— PROBLEM TO SOLVE —
The line containing "319,8 -> 502,274" and every line after it, through the last line of the records, are to be transcribed exactly, and nothing else.
*** RECORDS SHOWN ***
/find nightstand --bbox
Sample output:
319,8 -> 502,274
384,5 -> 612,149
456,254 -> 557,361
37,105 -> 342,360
*** End of RECORDS SHOWN ***
— FINISHED TASK —
319,8 -> 502,274
384,5 -> 612,149
456,254 -> 557,361
37,105 -> 342,360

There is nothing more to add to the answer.